DATA FOR REVIEW:
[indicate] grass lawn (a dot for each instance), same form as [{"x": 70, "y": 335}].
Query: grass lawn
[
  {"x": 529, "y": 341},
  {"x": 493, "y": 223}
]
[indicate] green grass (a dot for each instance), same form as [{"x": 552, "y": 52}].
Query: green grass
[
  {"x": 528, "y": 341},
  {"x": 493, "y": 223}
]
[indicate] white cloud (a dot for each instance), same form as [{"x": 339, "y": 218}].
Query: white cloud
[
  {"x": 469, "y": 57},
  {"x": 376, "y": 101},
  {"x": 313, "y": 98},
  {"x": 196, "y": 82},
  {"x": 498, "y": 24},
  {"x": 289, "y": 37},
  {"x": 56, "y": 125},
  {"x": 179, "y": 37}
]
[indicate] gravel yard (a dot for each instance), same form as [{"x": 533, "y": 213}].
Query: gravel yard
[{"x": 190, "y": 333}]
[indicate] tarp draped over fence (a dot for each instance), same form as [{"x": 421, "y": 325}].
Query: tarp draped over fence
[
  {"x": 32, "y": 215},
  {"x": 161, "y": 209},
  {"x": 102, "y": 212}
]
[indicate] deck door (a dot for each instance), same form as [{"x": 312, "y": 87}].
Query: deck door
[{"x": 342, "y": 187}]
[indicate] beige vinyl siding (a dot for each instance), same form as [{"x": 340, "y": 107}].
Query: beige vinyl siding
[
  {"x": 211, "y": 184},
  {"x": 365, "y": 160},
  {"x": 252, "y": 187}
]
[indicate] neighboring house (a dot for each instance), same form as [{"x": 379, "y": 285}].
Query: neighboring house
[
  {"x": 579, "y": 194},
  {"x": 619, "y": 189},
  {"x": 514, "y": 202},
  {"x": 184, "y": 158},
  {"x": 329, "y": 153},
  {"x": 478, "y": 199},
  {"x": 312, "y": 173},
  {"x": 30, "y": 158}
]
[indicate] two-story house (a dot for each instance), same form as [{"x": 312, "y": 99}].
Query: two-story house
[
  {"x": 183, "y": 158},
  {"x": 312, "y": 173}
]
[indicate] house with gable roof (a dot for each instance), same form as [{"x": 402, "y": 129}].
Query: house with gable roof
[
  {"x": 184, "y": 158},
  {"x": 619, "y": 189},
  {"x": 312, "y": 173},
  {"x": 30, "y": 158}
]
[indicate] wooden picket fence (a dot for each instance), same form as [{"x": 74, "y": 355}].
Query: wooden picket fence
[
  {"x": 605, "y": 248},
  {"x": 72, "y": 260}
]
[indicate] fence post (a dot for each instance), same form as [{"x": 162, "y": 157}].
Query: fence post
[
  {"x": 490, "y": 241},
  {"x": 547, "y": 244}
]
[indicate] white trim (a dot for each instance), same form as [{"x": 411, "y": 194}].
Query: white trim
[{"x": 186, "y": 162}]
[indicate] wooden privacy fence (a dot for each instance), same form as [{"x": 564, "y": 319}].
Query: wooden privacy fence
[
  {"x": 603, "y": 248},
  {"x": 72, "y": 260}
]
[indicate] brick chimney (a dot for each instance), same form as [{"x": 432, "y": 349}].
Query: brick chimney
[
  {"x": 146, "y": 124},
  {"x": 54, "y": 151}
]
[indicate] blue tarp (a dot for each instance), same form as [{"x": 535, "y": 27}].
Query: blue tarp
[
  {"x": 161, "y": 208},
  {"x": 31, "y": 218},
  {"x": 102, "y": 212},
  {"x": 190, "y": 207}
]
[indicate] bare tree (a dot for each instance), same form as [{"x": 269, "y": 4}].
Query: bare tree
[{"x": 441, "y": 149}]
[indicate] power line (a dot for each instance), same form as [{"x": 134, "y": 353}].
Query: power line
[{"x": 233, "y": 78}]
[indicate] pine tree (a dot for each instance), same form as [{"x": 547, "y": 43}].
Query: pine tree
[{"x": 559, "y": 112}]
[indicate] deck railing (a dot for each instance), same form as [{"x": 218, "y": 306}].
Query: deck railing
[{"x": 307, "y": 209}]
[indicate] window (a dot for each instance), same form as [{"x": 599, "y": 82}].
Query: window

TASK REQUIREMENTS:
Lines from the one containing "Query: bare tree" through the last line of the data above are the only output wanted; restate them exactly.

EXERCISE ANSWER:
Query: bare tree
[{"x": 441, "y": 149}]
[indicate] power line (a dot for each instance), same form as [{"x": 134, "y": 353}].
Query: power line
[{"x": 233, "y": 78}]
[indicate] pine tree (a dot for each instance), same form as [{"x": 547, "y": 43}].
Query: pine tree
[{"x": 559, "y": 112}]
[indicate] deck railing (a dot for each instance), same form as [{"x": 218, "y": 306}].
Query: deck railing
[{"x": 307, "y": 209}]
[indicate] window (a dot for each instance), same form as [{"x": 599, "y": 82}].
Query: window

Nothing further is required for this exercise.